Excerto do texto:
-=-=-=-=-

Resulta dos art.º 3.º, 4.º, 6.º e 8.º da Lei do Jogo que o direito de explorar jogos de fortuna e azar é reservado ao Estado, apenas podendo ser exercido por sociedades anónimas a quem o Governo adjudica a respetiva concessão, confinando-se a sua exploração e prática a casinos em zonas de jogo ou outros estabelecimentos para tal autorizados.
A formulação do preceito incriminador aponta para alguma elasticidade ao estatuir que “quem, por qualquer forma, fizer a exploração de jogos de fortuna ou azar fora dos locais legalmente autorizados” (sublinhado nosso), inculcando a ideia de que a conduta infratora pode revestir uma multiplicidade de variedades.
No entanto, tendo em consideração a máquina de jogo apreendida e examinada nos autos, consideramos que estamos perante um jogo que se configura como uma tômbola mecânica ou eletrónica em que o valor arriscado pelo jogador é diminuto ou de pequena dimensão e o prémio a que se habilita está logo à partida predeterminado, devendo, por consequência, ser qualificado como modalidade afim dos jogos de fortuna ou azar.

-=-=-=-=-

Tarefa pedida 1:
Responda, com base no excerto sobre a Lei do Jogo:
(a) A quem é reservado o direito de explorar jogos de fortuna e azar?
(b) Que sociedades podem exercer esse direito?
(c) Como deve ser qualificado o jogo da máquina apreendida e examinada nos autos?
Tarefa pedida 2:
Escreva a continuação do excerto sobre a Lei do Jogo, a começar depois da sua última frase.
Os itens não têm qualquer relação com o excerto sobre a Lei do Jogo.

[Registos de caixas etiquetadas]
-=-=-=-=-

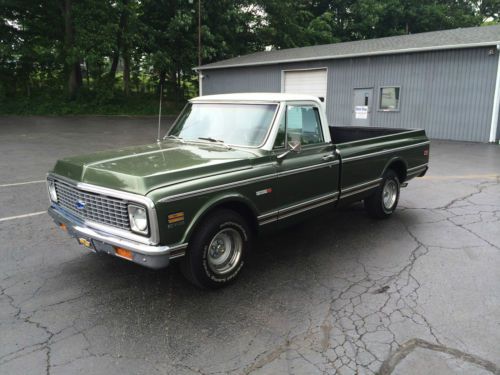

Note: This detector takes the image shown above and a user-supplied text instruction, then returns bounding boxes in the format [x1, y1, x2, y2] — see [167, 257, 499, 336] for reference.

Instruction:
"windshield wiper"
[198, 137, 231, 149]
[163, 134, 184, 142]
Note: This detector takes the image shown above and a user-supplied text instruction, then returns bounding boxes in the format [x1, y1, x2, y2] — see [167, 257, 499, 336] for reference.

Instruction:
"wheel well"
[194, 201, 259, 234]
[386, 160, 406, 182]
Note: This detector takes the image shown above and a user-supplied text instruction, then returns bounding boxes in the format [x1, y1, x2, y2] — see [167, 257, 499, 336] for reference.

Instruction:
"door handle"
[321, 154, 335, 161]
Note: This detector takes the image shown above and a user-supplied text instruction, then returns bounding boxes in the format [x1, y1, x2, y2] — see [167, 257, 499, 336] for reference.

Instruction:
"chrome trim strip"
[257, 210, 278, 221]
[278, 160, 339, 178]
[158, 173, 276, 203]
[279, 192, 338, 216]
[257, 192, 339, 225]
[158, 160, 339, 203]
[48, 206, 188, 256]
[407, 163, 429, 172]
[340, 184, 378, 199]
[278, 197, 337, 220]
[340, 178, 382, 194]
[406, 168, 425, 178]
[340, 141, 431, 163]
[340, 178, 382, 199]
[47, 173, 160, 245]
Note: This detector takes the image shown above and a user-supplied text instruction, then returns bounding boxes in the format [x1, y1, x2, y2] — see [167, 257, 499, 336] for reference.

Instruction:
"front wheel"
[365, 169, 400, 219]
[181, 209, 252, 289]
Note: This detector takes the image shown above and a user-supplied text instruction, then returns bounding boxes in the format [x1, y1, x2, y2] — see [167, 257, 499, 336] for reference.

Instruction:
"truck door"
[351, 88, 373, 126]
[274, 104, 339, 219]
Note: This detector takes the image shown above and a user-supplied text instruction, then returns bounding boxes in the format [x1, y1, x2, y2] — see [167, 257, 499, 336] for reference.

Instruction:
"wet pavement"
[0, 117, 500, 375]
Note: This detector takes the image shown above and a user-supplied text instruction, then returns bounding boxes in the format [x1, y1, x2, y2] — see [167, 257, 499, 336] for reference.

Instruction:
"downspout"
[490, 44, 500, 142]
[198, 70, 203, 96]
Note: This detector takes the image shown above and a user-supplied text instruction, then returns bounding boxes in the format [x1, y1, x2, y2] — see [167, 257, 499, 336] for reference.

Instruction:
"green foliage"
[0, 0, 492, 114]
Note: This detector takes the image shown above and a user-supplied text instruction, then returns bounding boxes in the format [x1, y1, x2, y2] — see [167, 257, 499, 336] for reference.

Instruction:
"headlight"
[47, 180, 57, 202]
[128, 204, 148, 234]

-=-=-=-=-

Resposta certa 1:
(a) Ao Estado.
(b) Sociedades anónimas a quem o Governo adjudica a respetiva concessão.
(c) Como modalidade afim dos jogos de fortuna ou azar.

Resposta certa 2:
De facto, a circunstância da pontuação variar entre 1 e 200, que se traduzem em euros não é evidentemente o mesmo que pagar diretamente prémios em fichas ou moedas (al. f) do artigo 4.º do Decreto-Lei n.º 422/89, de 2 de dezembro), pelo que do nosso ponto de vista apenas relava para a configuração do tipo contra-ordenacional (artigo 161.º, n.º 3 do Decreto-Lei n.º 422/89, de 2 de dezembro).
Por outro lado, a nosso ver a máquina apreendida não desenvolve nenhum jogo de temática de fortuna ou azar.
Na verdade a máquina aqui em causa, ainda que não totalmente coincidente, diz respeito a um jogo com identidade substancial, nas suas características típicas relevantes, com a máquina em causa na apreciação efetuada pelo Acórdão do S.T.J para uniformização de jurisprudência n.º 4/2010, de 04 de Fevereiro de 2010, que fixou a seguinte jurisprudência obrigatória: Constitui modalidade afim, e não jogo de fortuna ou azar, nos termos dos artigos 159.º, n.º 1, 161.º, 162.º e 163.º do Decreto-Lei n.º 422/89, de 2 de Dezembro, na redação do Decreto-Lei n.º 10/95, de 19 de Janeiro, o jogo desenvolvido em máquina automática na qual o jogador introduz uma moeda e, rodando um manípulo, faz sair de forma aleatória uma cápsula contendo uma senha que direito a um prémio pecuniário no caso de o número nela inscrito coincidir com algum dos números constantes de um cartaz exposto ao público.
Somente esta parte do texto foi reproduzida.